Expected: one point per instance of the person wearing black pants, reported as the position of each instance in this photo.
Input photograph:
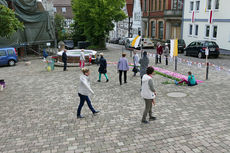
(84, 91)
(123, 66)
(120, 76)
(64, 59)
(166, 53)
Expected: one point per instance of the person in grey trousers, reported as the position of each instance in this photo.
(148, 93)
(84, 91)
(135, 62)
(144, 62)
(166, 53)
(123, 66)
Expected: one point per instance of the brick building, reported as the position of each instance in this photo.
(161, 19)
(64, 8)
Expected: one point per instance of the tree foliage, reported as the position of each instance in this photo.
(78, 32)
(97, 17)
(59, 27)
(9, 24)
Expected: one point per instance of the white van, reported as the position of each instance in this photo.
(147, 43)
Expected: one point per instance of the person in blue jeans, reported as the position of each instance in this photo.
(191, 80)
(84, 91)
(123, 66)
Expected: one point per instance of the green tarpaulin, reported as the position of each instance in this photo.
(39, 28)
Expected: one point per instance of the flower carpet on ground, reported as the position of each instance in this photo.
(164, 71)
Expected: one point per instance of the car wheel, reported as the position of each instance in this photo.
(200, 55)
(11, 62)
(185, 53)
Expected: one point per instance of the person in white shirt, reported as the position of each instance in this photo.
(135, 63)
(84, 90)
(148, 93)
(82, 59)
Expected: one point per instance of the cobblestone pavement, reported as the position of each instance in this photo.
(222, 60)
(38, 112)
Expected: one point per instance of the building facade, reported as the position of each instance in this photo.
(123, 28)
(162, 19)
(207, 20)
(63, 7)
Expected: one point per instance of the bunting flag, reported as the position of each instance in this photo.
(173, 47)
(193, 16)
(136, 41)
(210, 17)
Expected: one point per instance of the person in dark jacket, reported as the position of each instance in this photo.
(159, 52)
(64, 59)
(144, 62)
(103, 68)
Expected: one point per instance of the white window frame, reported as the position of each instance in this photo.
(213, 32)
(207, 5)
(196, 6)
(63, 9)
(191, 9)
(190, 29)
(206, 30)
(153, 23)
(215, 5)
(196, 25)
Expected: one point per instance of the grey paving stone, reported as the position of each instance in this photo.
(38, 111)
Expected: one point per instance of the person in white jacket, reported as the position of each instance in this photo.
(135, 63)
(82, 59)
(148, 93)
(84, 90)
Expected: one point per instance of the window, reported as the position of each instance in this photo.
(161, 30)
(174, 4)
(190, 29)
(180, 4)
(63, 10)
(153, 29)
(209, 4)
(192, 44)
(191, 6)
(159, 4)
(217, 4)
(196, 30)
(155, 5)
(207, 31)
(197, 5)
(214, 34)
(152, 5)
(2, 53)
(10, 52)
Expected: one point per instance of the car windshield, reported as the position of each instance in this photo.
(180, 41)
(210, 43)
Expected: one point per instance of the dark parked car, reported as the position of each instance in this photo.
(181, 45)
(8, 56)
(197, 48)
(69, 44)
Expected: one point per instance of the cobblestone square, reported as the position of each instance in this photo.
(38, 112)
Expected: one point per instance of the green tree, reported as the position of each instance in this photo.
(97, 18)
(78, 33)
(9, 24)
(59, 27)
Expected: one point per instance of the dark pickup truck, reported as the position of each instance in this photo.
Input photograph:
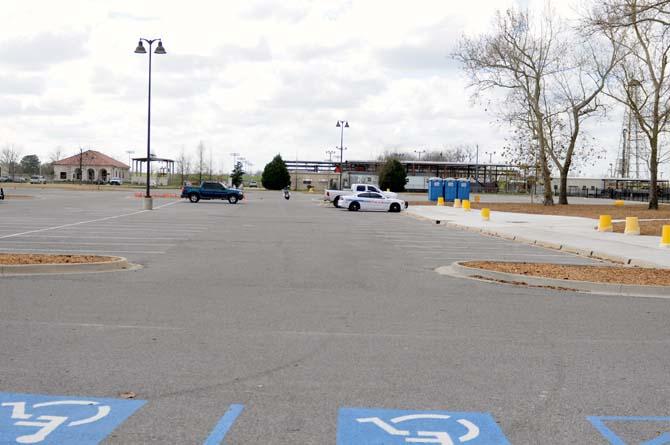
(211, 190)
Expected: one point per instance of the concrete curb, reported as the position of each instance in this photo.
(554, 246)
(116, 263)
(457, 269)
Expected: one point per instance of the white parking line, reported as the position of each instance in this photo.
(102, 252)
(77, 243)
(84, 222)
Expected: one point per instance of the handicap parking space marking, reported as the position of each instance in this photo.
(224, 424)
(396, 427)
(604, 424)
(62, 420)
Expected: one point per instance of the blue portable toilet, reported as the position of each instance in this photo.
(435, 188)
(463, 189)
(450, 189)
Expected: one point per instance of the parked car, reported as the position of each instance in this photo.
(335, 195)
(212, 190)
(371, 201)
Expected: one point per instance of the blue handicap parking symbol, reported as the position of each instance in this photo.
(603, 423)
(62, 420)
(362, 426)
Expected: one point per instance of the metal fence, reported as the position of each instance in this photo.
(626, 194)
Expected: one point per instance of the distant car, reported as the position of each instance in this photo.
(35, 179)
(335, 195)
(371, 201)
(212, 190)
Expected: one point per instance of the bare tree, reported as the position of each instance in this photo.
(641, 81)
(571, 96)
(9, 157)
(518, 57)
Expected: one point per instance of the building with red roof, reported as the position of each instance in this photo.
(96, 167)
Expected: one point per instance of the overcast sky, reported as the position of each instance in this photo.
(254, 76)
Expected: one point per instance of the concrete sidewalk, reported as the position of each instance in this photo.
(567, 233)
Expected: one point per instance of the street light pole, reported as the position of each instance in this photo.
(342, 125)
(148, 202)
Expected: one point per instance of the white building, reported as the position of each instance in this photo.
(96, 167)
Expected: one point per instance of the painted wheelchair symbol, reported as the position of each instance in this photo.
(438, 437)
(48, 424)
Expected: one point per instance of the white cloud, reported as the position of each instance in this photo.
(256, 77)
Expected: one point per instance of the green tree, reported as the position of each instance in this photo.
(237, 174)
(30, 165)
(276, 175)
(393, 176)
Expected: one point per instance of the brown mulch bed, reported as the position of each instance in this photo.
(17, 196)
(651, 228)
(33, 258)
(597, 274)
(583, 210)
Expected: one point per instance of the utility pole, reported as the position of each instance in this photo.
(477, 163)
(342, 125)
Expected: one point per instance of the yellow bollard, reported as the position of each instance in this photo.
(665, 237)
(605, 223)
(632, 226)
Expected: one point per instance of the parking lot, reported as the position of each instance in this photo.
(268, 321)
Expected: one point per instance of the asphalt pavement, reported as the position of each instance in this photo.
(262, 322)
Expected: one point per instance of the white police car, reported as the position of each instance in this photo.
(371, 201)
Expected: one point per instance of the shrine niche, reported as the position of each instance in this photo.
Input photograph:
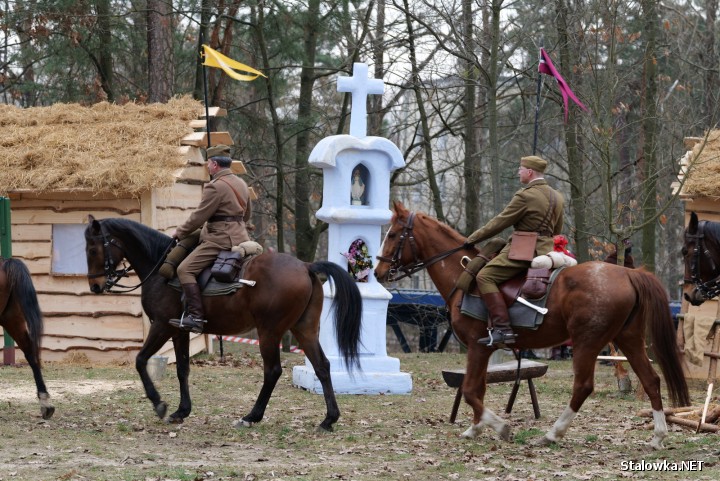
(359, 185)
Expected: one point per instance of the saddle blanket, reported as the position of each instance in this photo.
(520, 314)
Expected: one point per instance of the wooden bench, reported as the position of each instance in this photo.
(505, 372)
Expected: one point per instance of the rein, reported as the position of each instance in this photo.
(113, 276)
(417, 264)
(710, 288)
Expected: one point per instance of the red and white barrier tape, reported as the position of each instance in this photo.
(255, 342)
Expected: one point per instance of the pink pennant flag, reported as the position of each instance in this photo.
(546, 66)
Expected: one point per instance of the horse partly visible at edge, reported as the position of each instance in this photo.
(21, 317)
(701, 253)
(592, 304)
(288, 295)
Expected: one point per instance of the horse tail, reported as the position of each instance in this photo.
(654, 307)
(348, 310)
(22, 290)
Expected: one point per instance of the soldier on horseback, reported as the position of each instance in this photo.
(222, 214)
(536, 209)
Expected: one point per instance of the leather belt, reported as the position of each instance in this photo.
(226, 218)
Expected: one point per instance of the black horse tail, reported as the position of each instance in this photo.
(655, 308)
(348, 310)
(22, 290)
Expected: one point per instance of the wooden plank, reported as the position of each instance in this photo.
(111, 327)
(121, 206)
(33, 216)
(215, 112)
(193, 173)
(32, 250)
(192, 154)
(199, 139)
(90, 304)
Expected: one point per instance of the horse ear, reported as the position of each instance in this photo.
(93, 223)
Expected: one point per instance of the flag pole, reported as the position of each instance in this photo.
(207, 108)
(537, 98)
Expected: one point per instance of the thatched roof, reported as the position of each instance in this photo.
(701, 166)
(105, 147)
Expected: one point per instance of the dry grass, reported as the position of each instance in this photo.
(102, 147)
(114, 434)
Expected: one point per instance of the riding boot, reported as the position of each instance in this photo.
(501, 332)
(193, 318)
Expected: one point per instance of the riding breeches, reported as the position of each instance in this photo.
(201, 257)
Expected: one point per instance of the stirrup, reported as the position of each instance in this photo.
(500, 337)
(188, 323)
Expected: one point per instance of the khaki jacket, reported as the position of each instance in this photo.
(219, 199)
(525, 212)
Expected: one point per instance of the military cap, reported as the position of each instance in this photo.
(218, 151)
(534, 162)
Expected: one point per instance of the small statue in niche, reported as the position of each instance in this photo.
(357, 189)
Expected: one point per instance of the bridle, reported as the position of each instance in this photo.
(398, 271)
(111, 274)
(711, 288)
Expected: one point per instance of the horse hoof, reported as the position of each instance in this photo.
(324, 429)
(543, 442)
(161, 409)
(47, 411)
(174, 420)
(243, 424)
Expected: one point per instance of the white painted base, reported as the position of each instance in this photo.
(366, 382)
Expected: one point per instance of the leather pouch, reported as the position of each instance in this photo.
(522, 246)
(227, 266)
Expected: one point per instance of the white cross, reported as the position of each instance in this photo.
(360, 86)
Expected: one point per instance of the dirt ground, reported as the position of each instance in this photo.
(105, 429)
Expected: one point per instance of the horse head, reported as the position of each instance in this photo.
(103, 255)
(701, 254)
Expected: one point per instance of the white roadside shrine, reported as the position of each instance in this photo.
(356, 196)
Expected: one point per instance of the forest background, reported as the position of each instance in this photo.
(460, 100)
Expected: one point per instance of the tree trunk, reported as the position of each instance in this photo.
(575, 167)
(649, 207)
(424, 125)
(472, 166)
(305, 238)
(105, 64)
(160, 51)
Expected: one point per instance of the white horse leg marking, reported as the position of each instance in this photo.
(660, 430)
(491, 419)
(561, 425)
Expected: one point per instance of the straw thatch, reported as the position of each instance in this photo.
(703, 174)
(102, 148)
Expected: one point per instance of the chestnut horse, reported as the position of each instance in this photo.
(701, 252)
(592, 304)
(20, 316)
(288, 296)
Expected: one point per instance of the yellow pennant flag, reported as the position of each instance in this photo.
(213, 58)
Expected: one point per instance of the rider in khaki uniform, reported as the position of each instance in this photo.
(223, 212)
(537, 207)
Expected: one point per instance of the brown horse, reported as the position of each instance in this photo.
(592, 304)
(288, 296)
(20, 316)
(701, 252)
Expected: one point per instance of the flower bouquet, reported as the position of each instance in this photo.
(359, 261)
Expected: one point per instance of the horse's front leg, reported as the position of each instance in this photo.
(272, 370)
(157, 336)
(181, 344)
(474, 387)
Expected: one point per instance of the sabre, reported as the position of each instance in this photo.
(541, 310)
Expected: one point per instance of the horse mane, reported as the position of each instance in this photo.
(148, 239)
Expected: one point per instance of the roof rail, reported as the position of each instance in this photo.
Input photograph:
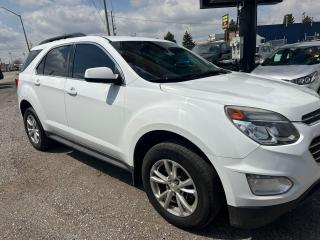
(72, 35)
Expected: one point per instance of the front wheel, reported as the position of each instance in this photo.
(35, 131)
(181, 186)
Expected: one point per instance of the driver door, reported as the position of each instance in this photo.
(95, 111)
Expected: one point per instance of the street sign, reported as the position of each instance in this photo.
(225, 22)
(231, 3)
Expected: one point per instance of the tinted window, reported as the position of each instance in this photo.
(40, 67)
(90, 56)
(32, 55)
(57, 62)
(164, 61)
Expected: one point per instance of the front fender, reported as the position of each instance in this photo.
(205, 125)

═══

## 課題の指示
「Expected: one point per instance of the driver」を含む行から始めて記録の最後の行までを、一字も変えずにそのまま返せ。

## 正しい答え
Expected: one point per instance of the driver door, reported as the position of each instance in this photo.
(95, 111)
Expected: one point per instance of the street sign, reported as the position of each instance in this photo.
(225, 22)
(231, 3)
Expected: one point per instance of the tinted window, reported as the position of each instance in this photo.
(40, 67)
(90, 56)
(32, 55)
(57, 62)
(164, 61)
Expected: one point per instance of the front fender, reported as the position of each instance in this photo.
(205, 125)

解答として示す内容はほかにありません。